- Opening Delimiter -
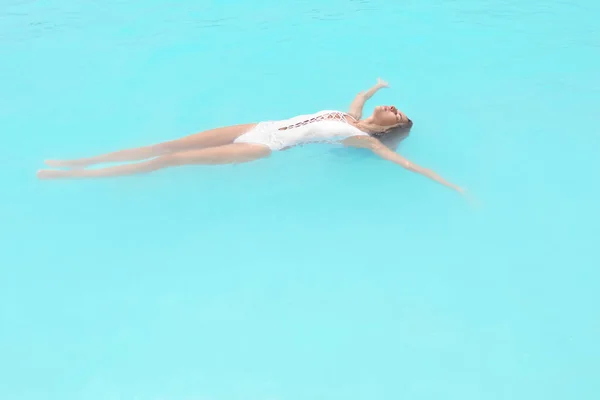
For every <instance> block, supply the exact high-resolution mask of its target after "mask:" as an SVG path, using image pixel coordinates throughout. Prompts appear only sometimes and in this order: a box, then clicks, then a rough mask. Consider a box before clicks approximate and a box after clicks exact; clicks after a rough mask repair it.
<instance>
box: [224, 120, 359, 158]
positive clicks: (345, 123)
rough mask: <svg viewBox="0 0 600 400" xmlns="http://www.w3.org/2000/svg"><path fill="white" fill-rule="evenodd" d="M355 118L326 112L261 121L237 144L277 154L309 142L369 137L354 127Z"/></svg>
mask: <svg viewBox="0 0 600 400" xmlns="http://www.w3.org/2000/svg"><path fill="white" fill-rule="evenodd" d="M346 118H353V117H352V116H350V115H348V114H346V113H343V112H340V111H331V110H324V111H319V112H318V113H315V114H307V115H299V116H297V117H294V118H290V119H287V120H282V121H265V122H260V123H259V124H257V125H256V126H254V127H253V128H252V129H250V130H249V131H248V132H246V133H244V134H243V135H241V136H240V137H238V138H237V139H236V140H235V141H234V143H254V144H262V145H264V146H267V147H269V148H270V149H271V150H273V151H277V150H282V149H284V148H288V147H292V146H297V145H302V144H307V143H338V142H340V141H342V140H344V139H346V138H349V137H351V136H368V134H367V133H366V132H363V131H361V130H360V129H358V128H357V127H355V126H354V125H352V124H350V123H349V122H348V120H347V119H346Z"/></svg>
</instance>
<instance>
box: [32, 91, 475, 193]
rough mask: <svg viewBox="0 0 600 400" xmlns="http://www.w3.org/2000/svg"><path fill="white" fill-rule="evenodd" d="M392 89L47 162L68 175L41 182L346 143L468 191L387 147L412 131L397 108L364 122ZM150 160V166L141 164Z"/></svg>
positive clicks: (239, 157)
mask: <svg viewBox="0 0 600 400" xmlns="http://www.w3.org/2000/svg"><path fill="white" fill-rule="evenodd" d="M384 87H388V84H387V82H384V81H382V80H381V79H379V80H378V82H377V84H376V85H375V86H373V87H372V88H371V89H369V90H367V91H365V92H361V93H359V94H358V95H357V96H356V98H355V99H354V101H353V102H352V103H351V104H350V109H349V110H348V112H347V113H345V112H341V111H331V110H325V111H320V112H317V113H315V114H310V115H300V116H297V117H294V118H290V119H287V120H283V121H266V122H260V123H253V124H244V125H235V126H228V127H224V128H217V129H211V130H208V131H204V132H200V133H196V134H193V135H190V136H186V137H183V138H181V139H177V140H172V141H169V142H163V143H159V144H155V145H151V146H145V147H138V148H134V149H127V150H121V151H116V152H114V153H108V154H104V155H100V156H96V157H90V158H81V159H77V160H48V161H46V164H47V165H48V166H50V167H55V168H65V167H66V168H72V169H69V170H47V169H44V170H40V171H38V174H37V175H38V178H40V179H61V178H62V179H64V178H105V177H112V176H124V175H134V174H142V173H147V172H152V171H157V170H159V169H163V168H169V167H175V166H181V165H191V164H204V165H216V164H230V163H243V162H249V161H254V160H257V159H260V158H264V157H267V156H269V155H270V154H271V152H273V151H280V150H285V149H288V148H290V147H293V146H296V145H301V144H307V143H314V142H329V143H342V144H344V145H345V146H349V147H358V148H365V149H369V150H371V151H372V152H373V153H375V154H377V155H379V156H380V157H382V158H384V159H386V160H389V161H391V162H393V163H396V164H398V165H400V166H402V167H404V168H406V169H408V170H410V171H413V172H417V173H419V174H422V175H424V176H426V177H428V178H430V179H433V180H435V181H436V182H438V183H441V184H442V185H445V186H447V187H449V188H451V189H453V190H456V191H458V192H459V193H463V189H462V188H460V187H458V186H456V185H454V184H452V183H449V182H447V181H446V180H444V179H443V178H442V177H440V176H439V175H437V174H436V173H435V172H433V171H431V170H429V169H426V168H422V167H420V166H418V165H416V164H414V163H412V162H410V161H408V160H407V159H405V158H404V157H402V156H400V155H399V154H397V153H396V152H395V151H393V150H391V149H389V148H388V147H387V146H385V145H384V144H383V143H382V141H381V139H383V138H385V137H386V136H388V135H392V134H394V133H397V132H398V131H408V130H410V128H411V127H412V125H413V123H412V121H411V120H410V119H409V118H408V117H407V116H406V115H405V114H404V113H402V112H401V111H399V110H398V109H396V107H394V106H378V107H375V111H374V112H373V114H372V115H370V116H368V117H366V118H364V119H361V118H362V111H363V106H364V104H365V102H366V101H367V100H368V99H369V98H371V96H373V95H374V94H375V92H377V91H378V90H379V89H381V88H384ZM142 160H145V161H142ZM124 161H141V162H138V163H134V164H127V165H119V166H115V167H108V168H102V169H83V168H85V167H88V166H90V165H94V164H99V163H107V162H124Z"/></svg>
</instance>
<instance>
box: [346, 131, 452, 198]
mask: <svg viewBox="0 0 600 400" xmlns="http://www.w3.org/2000/svg"><path fill="white" fill-rule="evenodd" d="M344 144H345V145H346V146H352V147H359V148H366V149H369V150H371V151H372V152H373V153H375V154H377V155H378V156H380V157H381V158H383V159H385V160H388V161H391V162H393V163H395V164H398V165H400V166H401V167H403V168H405V169H407V170H409V171H412V172H416V173H418V174H421V175H423V176H426V177H427V178H429V179H432V180H434V181H436V182H437V183H440V184H442V185H444V186H446V187H448V188H450V189H452V190H456V191H457V192H458V193H460V194H464V189H463V188H461V187H460V186H457V185H455V184H453V183H450V182H448V181H447V180H445V179H444V178H442V177H441V176H439V175H438V174H436V173H435V172H434V171H432V170H430V169H427V168H423V167H420V166H418V165H417V164H414V163H412V162H410V161H408V160H407V159H406V158H404V157H402V156H401V155H400V154H398V153H396V152H395V151H392V150H390V149H389V148H388V147H386V146H385V145H384V144H383V143H381V142H380V141H379V140H377V139H375V138H373V137H370V136H354V137H351V138H348V139H346V140H345V141H344Z"/></svg>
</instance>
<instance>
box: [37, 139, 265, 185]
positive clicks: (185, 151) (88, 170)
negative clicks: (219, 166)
mask: <svg viewBox="0 0 600 400" xmlns="http://www.w3.org/2000/svg"><path fill="white" fill-rule="evenodd" d="M269 154H271V150H270V149H269V148H268V147H266V146H262V145H256V144H249V143H236V144H228V145H225V146H219V147H210V148H207V149H200V150H190V151H183V152H179V153H172V154H168V155H164V156H160V157H157V158H154V159H152V160H148V161H142V162H139V163H135V164H128V165H118V166H115V167H108V168H101V169H73V170H66V171H61V170H47V169H43V170H40V171H38V173H37V176H38V178H39V179H69V178H84V179H85V178H108V177H114V176H125V175H137V174H143V173H148V172H153V171H156V170H159V169H163V168H168V167H175V166H181V165H193V164H204V165H217V164H234V163H243V162H249V161H254V160H257V159H259V158H264V157H267V156H268V155H269Z"/></svg>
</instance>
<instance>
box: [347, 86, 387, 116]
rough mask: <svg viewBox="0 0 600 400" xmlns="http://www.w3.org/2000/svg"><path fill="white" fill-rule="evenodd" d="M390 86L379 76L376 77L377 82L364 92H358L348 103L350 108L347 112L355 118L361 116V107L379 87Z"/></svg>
mask: <svg viewBox="0 0 600 400" xmlns="http://www.w3.org/2000/svg"><path fill="white" fill-rule="evenodd" d="M386 87H390V85H389V84H388V83H387V82H386V81H384V80H383V79H381V78H377V83H376V84H375V86H373V87H372V88H370V89H369V90H366V91H364V92H360V93H359V94H358V95H357V96H356V97H355V98H354V100H353V101H352V103H351V104H350V110H349V111H348V114H350V115H352V116H353V117H354V118H356V119H361V118H362V109H363V107H364V105H365V103H366V102H367V100H369V99H370V98H371V97H372V96H373V95H374V94H375V92H377V91H378V90H379V89H382V88H386Z"/></svg>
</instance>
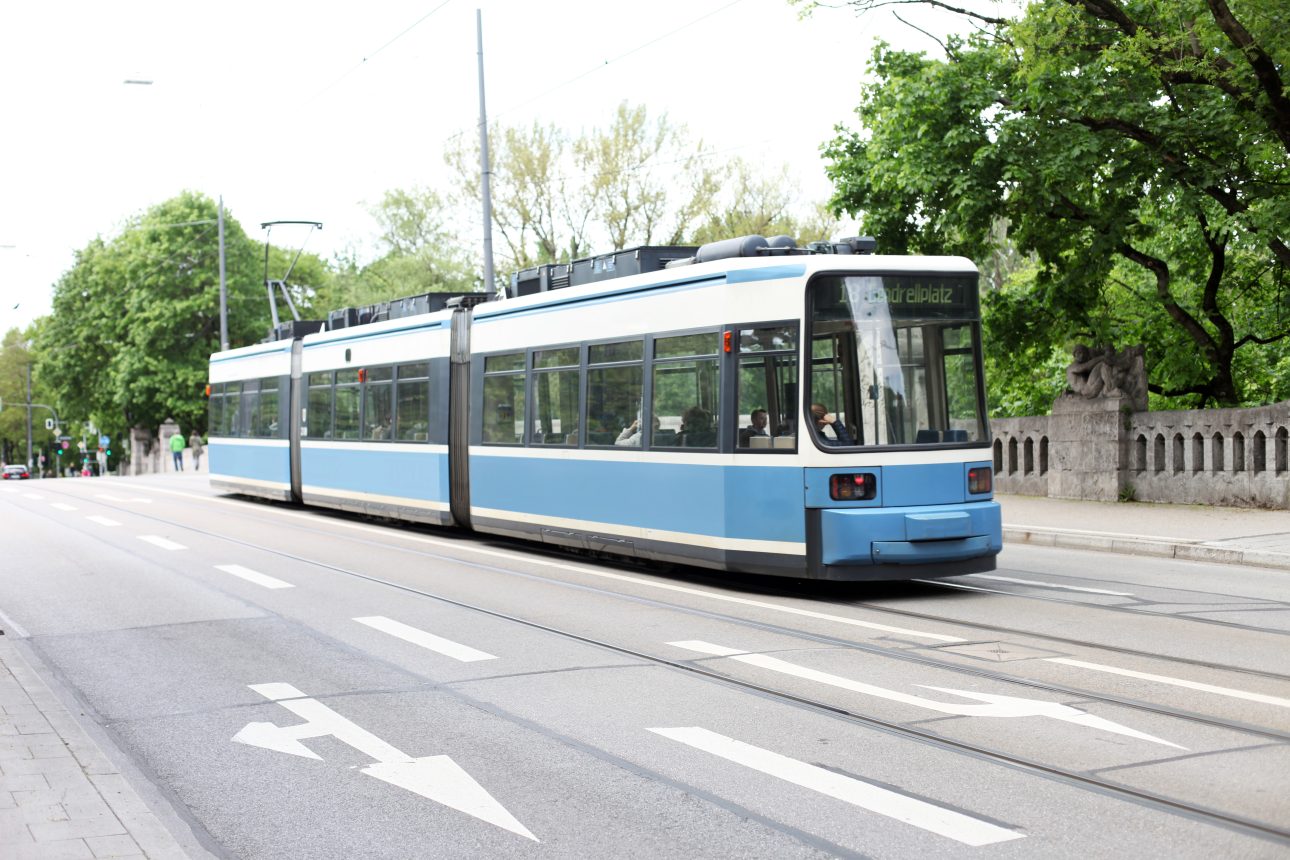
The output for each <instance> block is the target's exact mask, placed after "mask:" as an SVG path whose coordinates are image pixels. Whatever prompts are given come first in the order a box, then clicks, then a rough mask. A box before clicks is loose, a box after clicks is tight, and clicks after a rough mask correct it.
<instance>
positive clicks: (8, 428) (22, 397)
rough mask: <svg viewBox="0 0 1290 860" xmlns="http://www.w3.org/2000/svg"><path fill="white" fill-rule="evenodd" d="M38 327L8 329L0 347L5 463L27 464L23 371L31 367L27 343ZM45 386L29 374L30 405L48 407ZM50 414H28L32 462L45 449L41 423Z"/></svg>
mask: <svg viewBox="0 0 1290 860" xmlns="http://www.w3.org/2000/svg"><path fill="white" fill-rule="evenodd" d="M37 326H39V324H36V325H32V326H30V327H27V329H26V330H25V331H19V330H18V329H9V330H8V331H6V333H5V335H4V340H3V343H0V401H4V409H3V410H0V460H4V462H5V463H26V462H27V407H26V404H27V367H28V366H32V365H34V364H35V356H34V355H32V352H31V348H30V347H31V340H32V338H34V337H35V333H36V327H37ZM49 395H50V392H49V389H48V386H45V384H44V380H43V379H41V378H40V375H39V374H37V373H35V369H34V370H32V374H31V402H35V404H48V405H52V398H50V396H49ZM46 418H50V414H49V411H48V410H45V409H36V410H32V414H31V440H32V459H35V458H36V451H39V450H40V449H41V447H44V446H48V445H49V441H50V438H52V436H50V433H49V432H48V431H45V419H46Z"/></svg>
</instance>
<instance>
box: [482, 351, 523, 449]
mask: <svg viewBox="0 0 1290 860" xmlns="http://www.w3.org/2000/svg"><path fill="white" fill-rule="evenodd" d="M480 411H481V418H482V420H484V433H482V438H484V444H485V445H520V444H521V442H524V353H522V352H512V353H507V355H502V356H489V357H486V358H485V360H484V406H482V409H481V410H480Z"/></svg>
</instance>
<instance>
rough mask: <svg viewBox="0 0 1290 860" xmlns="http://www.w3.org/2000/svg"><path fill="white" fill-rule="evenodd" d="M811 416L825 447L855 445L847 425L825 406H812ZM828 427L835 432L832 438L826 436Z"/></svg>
mask: <svg viewBox="0 0 1290 860" xmlns="http://www.w3.org/2000/svg"><path fill="white" fill-rule="evenodd" d="M810 415H811V418H813V419H814V420H815V433H817V436H819V440H820V441H822V442H823V444H824V445H855V442H854V441H853V440H851V435H850V432H849V431H848V429H846V424H844V423H842V422H840V420H837V415H835V414H833V413H831V411H828V409H827V407H826V406H824V404H811V405H810ZM826 427H828V428H831V429H832V431H833V435H832V436H826V435H824V428H826Z"/></svg>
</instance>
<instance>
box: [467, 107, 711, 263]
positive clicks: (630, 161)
mask: <svg viewBox="0 0 1290 860" xmlns="http://www.w3.org/2000/svg"><path fill="white" fill-rule="evenodd" d="M489 142H490V144H489V146H490V156H491V181H490V190H491V195H493V220H494V226H495V227H497V232H498V233H501V236H502V241H503V242H504V245H506V251H504V254H502V257H503V258H504V264H506V266H510V267H512V268H526V267H530V266H537V264H541V263H552V262H568V260H570V259H578V258H582V257H587V255H590V254H592V253H596V251H600V250H611V249H622V248H624V246H630V245H649V244H666V245H676V244H682V242H685V241H688V239H689V237H690V236H691V233H693V232H694V231H695V230H697V227H698V224H699V223H700V222H703V220H704V219H707V218H710V217H711V215H712V200H713V197H715V196H716V195H717V193H719V191H720V186H721V183H720V177H721V171H720V169H719V168H717V166H713V159H712V155H713V153H712V152H711V151H710V150H708V148H707V147H706V146H704V144H703V142H702V141H698V142H694V141H691V139H690V135H689V132H688V130H686V129H685V126H682V125H675V124H672V122H671V121H670V120H668V119H667V115H666V113H664V115H660V116H658V117H657V119H655V117H650V116H649V112H648V111H646V110H645V108H644V107H640V106H637V107H632V106H630V104H627V103H626V102H624V103H622V104H619V106H618V110H617V112H615V113H614V119H613V122H611V124H610V125H609V128H605V129H591V130H586V132H583V133H582V134H579V135H578V137H575V138H574V137H571V135H569V134H566V133H565V132H562V130H560V129H556V128H555V126H552V125H541V124H534V125H531V126H529V128H522V129H517V128H506V126H494V128H490V129H489ZM445 160H446V162H448V164H449V166H450V168H452V169H453V174H454V192H455V193H454V201H455V202H457V204H458V205H459V206H462V208H463V209H467V208H473V206H476V205H477V202H476V201H477V200H479V195H480V184H479V148H477V143H475V142H473V141H467V139H466V138H458V139H457V141H455V142H454V143H453V144H452V146H450V147H449V150H448V151H446V153H445Z"/></svg>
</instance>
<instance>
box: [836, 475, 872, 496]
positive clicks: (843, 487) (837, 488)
mask: <svg viewBox="0 0 1290 860" xmlns="http://www.w3.org/2000/svg"><path fill="white" fill-rule="evenodd" d="M877 489H878V482H877V478H876V477H873V476H872V474H869V473H863V474H831V476H828V495H829V498H832V499H833V500H836V502H864V500H868V499H872V498H873V495H875V494H876V493H877Z"/></svg>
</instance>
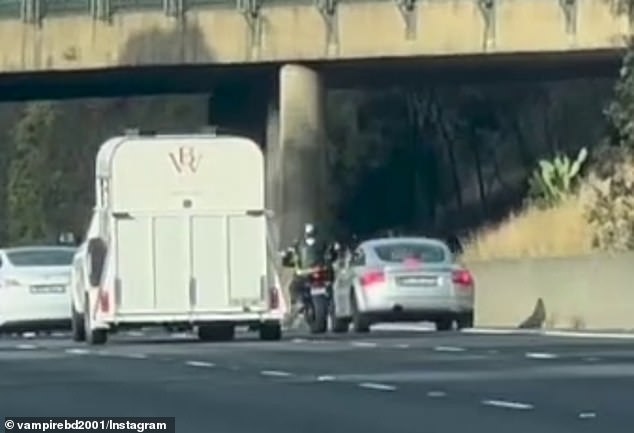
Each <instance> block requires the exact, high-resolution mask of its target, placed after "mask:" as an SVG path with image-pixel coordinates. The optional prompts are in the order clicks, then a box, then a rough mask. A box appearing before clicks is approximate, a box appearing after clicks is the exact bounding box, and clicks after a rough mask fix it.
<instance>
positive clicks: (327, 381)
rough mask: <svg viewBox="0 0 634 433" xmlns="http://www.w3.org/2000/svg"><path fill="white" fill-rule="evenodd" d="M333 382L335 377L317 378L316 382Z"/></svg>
mask: <svg viewBox="0 0 634 433" xmlns="http://www.w3.org/2000/svg"><path fill="white" fill-rule="evenodd" d="M334 381H335V376H330V375H327V374H325V375H323V376H317V382H334Z"/></svg>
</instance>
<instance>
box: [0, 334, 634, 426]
mask: <svg viewBox="0 0 634 433" xmlns="http://www.w3.org/2000/svg"><path fill="white" fill-rule="evenodd" d="M0 415H2V416H47V417H48V416H68V417H72V416H120V417H123V416H175V417H176V431H177V432H178V433H254V432H258V433H268V432H276V433H277V432H279V433H291V432H292V433H334V432H342V433H343V432H346V433H356V432H359V433H375V432H376V433H378V432H381V433H463V432H469V433H484V432H486V433H498V432H499V433H529V432H530V433H550V432H552V433H568V432H570V433H585V432H593V433H608V432H609V433H620V432H624V433H625V432H627V431H632V428H633V427H632V426H633V425H634V423H633V421H634V340H610V339H579V338H577V339H572V338H560V337H544V336H521V335H507V336H501V335H473V334H461V333H435V332H410V333H406V332H395V331H391V332H388V331H383V332H373V333H371V334H367V335H364V336H359V335H346V336H326V337H320V338H314V337H308V336H303V337H301V336H293V335H289V336H287V337H285V339H284V341H281V342H272V343H270V342H269V343H267V342H260V341H258V340H257V339H249V338H248V337H242V336H241V337H240V338H239V339H238V340H237V341H235V342H230V343H201V342H198V341H197V340H196V339H195V338H193V337H191V336H188V335H167V334H151V333H150V334H149V335H140V334H136V333H133V334H131V335H130V334H128V335H125V334H121V335H117V336H116V337H113V338H111V340H110V341H109V342H108V344H107V345H106V346H103V347H97V348H95V347H88V346H84V345H81V344H75V343H72V342H70V341H69V340H68V339H67V338H63V337H45V338H31V339H24V338H3V339H1V340H0Z"/></svg>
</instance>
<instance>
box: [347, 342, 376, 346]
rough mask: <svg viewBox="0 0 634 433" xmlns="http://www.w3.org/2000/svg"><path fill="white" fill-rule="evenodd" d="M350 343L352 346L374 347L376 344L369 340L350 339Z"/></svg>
mask: <svg viewBox="0 0 634 433" xmlns="http://www.w3.org/2000/svg"><path fill="white" fill-rule="evenodd" d="M350 345H351V346H354V347H376V346H377V344H376V343H373V342H371V341H351V342H350Z"/></svg>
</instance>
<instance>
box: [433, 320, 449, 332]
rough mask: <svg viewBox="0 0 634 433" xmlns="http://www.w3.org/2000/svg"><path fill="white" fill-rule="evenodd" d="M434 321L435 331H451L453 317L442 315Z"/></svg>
mask: <svg viewBox="0 0 634 433" xmlns="http://www.w3.org/2000/svg"><path fill="white" fill-rule="evenodd" d="M434 322H435V323H436V331H451V330H452V328H453V318H451V317H442V318H440V319H437V320H435V321H434Z"/></svg>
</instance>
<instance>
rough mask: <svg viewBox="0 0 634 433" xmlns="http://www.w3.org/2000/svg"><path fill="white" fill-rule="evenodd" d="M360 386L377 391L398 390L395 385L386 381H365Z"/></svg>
mask: <svg viewBox="0 0 634 433" xmlns="http://www.w3.org/2000/svg"><path fill="white" fill-rule="evenodd" d="M359 387H360V388H366V389H373V390H375V391H396V387H395V386H394V385H386V384H384V383H374V382H363V383H360V384H359Z"/></svg>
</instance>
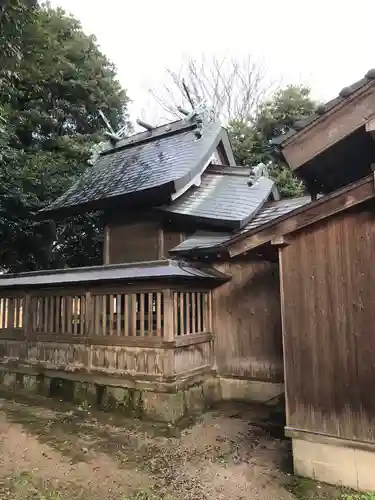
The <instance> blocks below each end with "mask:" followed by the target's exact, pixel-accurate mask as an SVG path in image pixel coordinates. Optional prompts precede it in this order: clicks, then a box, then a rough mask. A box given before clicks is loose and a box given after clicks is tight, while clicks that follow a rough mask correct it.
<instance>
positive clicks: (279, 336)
mask: <svg viewBox="0 0 375 500" xmlns="http://www.w3.org/2000/svg"><path fill="white" fill-rule="evenodd" d="M217 267H218V269H220V270H221V271H222V272H224V273H226V274H228V275H231V276H232V279H231V281H229V282H228V283H226V284H224V285H222V286H221V287H219V288H217V289H216V290H214V291H213V295H212V297H213V332H214V334H215V354H216V362H217V365H218V371H219V373H220V374H222V375H226V376H236V377H242V378H249V379H259V380H269V381H281V380H282V379H283V368H282V347H281V318H280V291H279V276H278V266H277V264H271V263H269V262H263V261H246V260H241V261H237V262H235V261H234V262H233V261H232V262H228V263H223V264H220V265H218V266H217Z"/></svg>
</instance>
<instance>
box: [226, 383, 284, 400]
mask: <svg viewBox="0 0 375 500" xmlns="http://www.w3.org/2000/svg"><path fill="white" fill-rule="evenodd" d="M218 381H219V384H220V392H221V399H222V400H224V401H225V400H234V401H245V402H249V403H254V402H256V403H264V404H266V403H269V404H276V403H277V402H278V401H279V399H280V398H281V397H282V396H283V394H284V384H282V383H276V382H262V381H258V380H243V379H236V378H226V377H225V378H224V377H219V379H218Z"/></svg>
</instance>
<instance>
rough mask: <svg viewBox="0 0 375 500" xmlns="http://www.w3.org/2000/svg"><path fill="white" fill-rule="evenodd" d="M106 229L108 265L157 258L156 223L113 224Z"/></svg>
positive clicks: (150, 221)
mask: <svg viewBox="0 0 375 500" xmlns="http://www.w3.org/2000/svg"><path fill="white" fill-rule="evenodd" d="M108 228H109V229H108V232H109V234H108V238H109V243H108V247H109V249H108V251H109V261H108V264H120V263H123V262H140V261H147V260H157V259H158V258H159V246H160V242H159V224H158V223H157V222H156V221H147V220H145V221H139V222H134V223H129V224H123V223H120V222H113V223H111V224H109V226H108Z"/></svg>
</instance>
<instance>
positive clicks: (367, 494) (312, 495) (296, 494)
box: [285, 476, 375, 500]
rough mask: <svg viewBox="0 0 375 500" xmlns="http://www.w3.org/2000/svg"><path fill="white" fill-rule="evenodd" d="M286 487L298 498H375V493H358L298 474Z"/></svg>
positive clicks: (303, 499) (357, 499) (351, 498)
mask: <svg viewBox="0 0 375 500" xmlns="http://www.w3.org/2000/svg"><path fill="white" fill-rule="evenodd" d="M285 488H286V489H287V490H288V491H289V492H290V493H292V494H293V495H294V496H295V497H296V498H297V499H298V500H375V493H357V492H355V491H353V490H351V489H349V488H340V487H336V486H331V485H329V484H325V483H319V482H317V481H314V480H313V479H308V478H305V477H298V476H293V477H292V479H291V480H290V481H289V482H288V483H287V484H286V485H285Z"/></svg>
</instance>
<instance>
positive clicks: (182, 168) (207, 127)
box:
- Closing Delimiter -
How many lines of the entries contain "approximate"? Answer with a number alone.

2